-- START DATASET EXCERPTS --

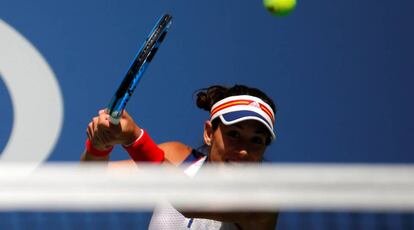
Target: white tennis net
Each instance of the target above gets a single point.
(249, 187)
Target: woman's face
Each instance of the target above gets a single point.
(241, 142)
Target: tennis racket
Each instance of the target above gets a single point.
(137, 68)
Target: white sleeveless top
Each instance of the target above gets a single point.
(165, 216)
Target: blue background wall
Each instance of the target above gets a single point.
(340, 71)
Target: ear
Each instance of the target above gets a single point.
(208, 133)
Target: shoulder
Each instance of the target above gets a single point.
(175, 152)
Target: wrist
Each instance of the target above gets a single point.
(137, 134)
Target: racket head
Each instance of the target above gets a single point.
(137, 68)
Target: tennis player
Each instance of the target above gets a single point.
(239, 130)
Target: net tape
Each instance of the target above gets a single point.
(267, 187)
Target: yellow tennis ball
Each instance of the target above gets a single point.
(279, 7)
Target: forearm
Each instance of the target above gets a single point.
(86, 156)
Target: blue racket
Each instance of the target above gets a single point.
(137, 68)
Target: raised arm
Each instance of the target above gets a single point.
(103, 135)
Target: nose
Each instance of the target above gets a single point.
(243, 153)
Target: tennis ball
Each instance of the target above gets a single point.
(279, 7)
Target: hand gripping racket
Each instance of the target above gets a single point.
(137, 68)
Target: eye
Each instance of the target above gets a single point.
(233, 134)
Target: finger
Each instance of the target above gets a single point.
(90, 130)
(95, 124)
(102, 111)
(103, 121)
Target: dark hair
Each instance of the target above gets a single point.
(207, 97)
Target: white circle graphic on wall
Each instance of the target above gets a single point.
(36, 99)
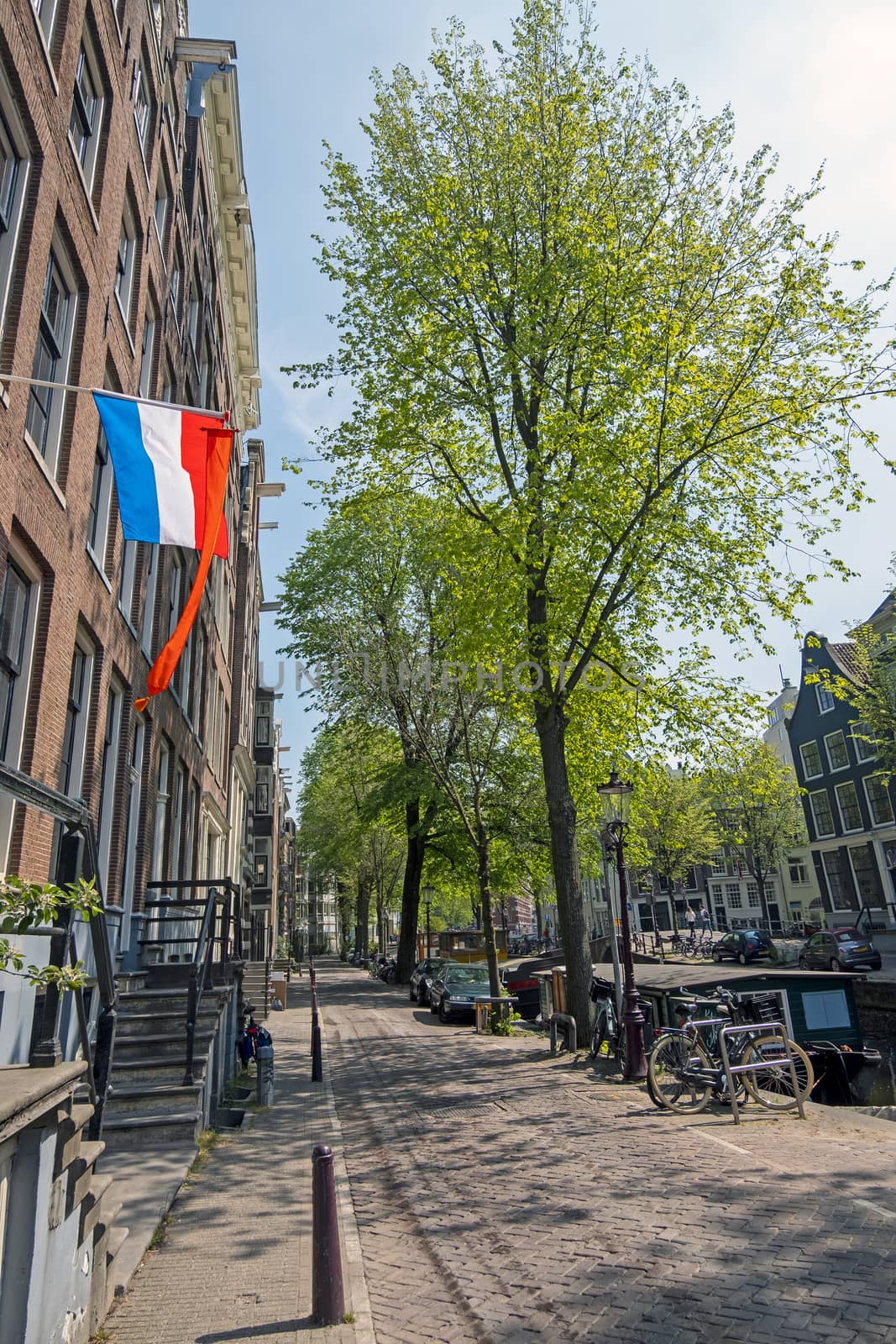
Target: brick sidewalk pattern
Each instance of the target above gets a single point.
(235, 1263)
(548, 1205)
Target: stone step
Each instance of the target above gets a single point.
(174, 1021)
(161, 1043)
(156, 1068)
(127, 1132)
(149, 1099)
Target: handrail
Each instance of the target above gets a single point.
(197, 972)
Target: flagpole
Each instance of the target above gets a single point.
(103, 391)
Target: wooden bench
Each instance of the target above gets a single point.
(484, 1010)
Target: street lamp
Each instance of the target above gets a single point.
(429, 891)
(616, 797)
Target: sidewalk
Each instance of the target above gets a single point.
(237, 1258)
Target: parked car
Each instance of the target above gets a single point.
(457, 987)
(745, 945)
(423, 974)
(839, 949)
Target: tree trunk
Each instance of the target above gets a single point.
(363, 918)
(485, 902)
(564, 860)
(417, 835)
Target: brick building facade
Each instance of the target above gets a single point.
(127, 261)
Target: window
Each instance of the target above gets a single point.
(125, 265)
(879, 804)
(46, 13)
(810, 757)
(127, 581)
(824, 698)
(848, 803)
(147, 355)
(74, 738)
(149, 600)
(825, 1010)
(797, 871)
(836, 749)
(862, 745)
(132, 826)
(177, 820)
(85, 123)
(160, 214)
(112, 741)
(13, 175)
(46, 405)
(161, 812)
(144, 104)
(100, 511)
(821, 812)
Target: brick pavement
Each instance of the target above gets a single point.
(537, 1202)
(235, 1263)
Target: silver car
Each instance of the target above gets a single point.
(457, 988)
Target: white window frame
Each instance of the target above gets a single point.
(144, 105)
(134, 776)
(822, 696)
(100, 510)
(849, 831)
(18, 706)
(820, 833)
(147, 354)
(163, 799)
(836, 769)
(107, 779)
(62, 340)
(888, 820)
(149, 598)
(864, 750)
(820, 772)
(90, 132)
(125, 266)
(127, 580)
(78, 748)
(13, 186)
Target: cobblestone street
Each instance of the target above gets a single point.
(504, 1195)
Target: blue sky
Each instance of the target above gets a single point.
(813, 78)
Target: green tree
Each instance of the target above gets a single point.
(755, 800)
(569, 309)
(676, 826)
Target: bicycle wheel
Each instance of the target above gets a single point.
(600, 1034)
(668, 1074)
(772, 1085)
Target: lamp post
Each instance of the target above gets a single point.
(429, 891)
(616, 797)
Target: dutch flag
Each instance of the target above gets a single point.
(159, 456)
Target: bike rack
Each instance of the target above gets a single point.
(774, 1028)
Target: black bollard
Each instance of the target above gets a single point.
(328, 1299)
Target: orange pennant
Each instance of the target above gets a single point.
(221, 443)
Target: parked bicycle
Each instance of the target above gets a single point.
(685, 1066)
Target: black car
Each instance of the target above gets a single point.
(745, 945)
(457, 987)
(839, 949)
(423, 974)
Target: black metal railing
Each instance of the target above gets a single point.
(217, 937)
(76, 820)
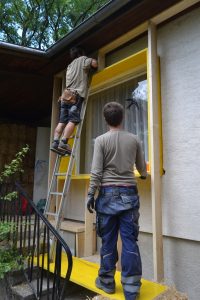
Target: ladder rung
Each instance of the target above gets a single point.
(56, 193)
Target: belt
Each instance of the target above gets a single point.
(113, 190)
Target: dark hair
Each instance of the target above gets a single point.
(76, 52)
(113, 113)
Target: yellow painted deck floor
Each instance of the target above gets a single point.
(84, 274)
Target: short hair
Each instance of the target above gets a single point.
(113, 113)
(76, 52)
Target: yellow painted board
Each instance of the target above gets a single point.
(119, 68)
(84, 274)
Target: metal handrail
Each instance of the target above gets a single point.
(32, 238)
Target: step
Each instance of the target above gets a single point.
(24, 292)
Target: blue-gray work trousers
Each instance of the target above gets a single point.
(118, 211)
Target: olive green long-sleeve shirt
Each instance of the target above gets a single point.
(115, 154)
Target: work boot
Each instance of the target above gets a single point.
(109, 288)
(64, 148)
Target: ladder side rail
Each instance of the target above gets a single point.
(56, 167)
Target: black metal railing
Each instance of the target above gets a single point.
(33, 237)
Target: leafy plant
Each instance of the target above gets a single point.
(9, 257)
(9, 260)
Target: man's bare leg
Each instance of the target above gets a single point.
(57, 133)
(68, 131)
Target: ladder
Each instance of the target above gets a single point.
(59, 198)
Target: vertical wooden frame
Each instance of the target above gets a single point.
(154, 124)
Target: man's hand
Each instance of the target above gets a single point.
(90, 203)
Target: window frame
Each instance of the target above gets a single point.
(119, 72)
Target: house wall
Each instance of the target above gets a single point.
(179, 51)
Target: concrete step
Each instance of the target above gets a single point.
(23, 291)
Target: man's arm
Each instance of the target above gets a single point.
(97, 168)
(140, 161)
(96, 174)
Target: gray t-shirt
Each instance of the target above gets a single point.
(115, 154)
(77, 75)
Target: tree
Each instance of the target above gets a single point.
(9, 256)
(40, 23)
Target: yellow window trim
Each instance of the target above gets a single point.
(123, 70)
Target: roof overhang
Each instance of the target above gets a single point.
(27, 74)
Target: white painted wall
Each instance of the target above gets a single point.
(41, 164)
(179, 51)
(181, 263)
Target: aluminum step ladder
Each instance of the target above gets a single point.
(59, 198)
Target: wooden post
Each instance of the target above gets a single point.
(155, 162)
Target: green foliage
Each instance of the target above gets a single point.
(9, 257)
(40, 23)
(9, 260)
(5, 229)
(14, 166)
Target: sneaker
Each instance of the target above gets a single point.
(108, 288)
(64, 147)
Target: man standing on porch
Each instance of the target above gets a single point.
(117, 204)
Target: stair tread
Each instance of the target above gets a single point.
(24, 290)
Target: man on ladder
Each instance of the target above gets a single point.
(77, 82)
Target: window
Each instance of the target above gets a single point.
(123, 82)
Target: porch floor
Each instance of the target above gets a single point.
(85, 272)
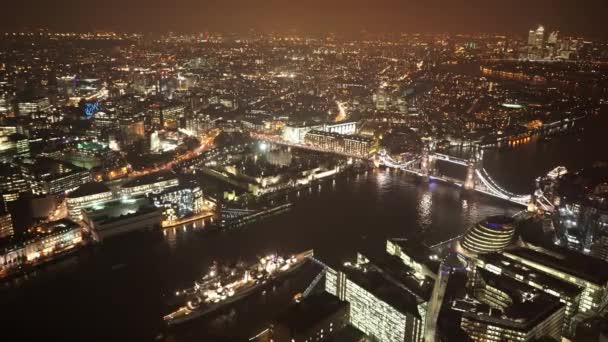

-- END DATASET EXCERPTS --

▶ DO THIS:
Return every line from the rows above that contains the word "parked", copying each one in full.

▶ WRITTEN REPLY:
Target: parked car
Target: parked bicycle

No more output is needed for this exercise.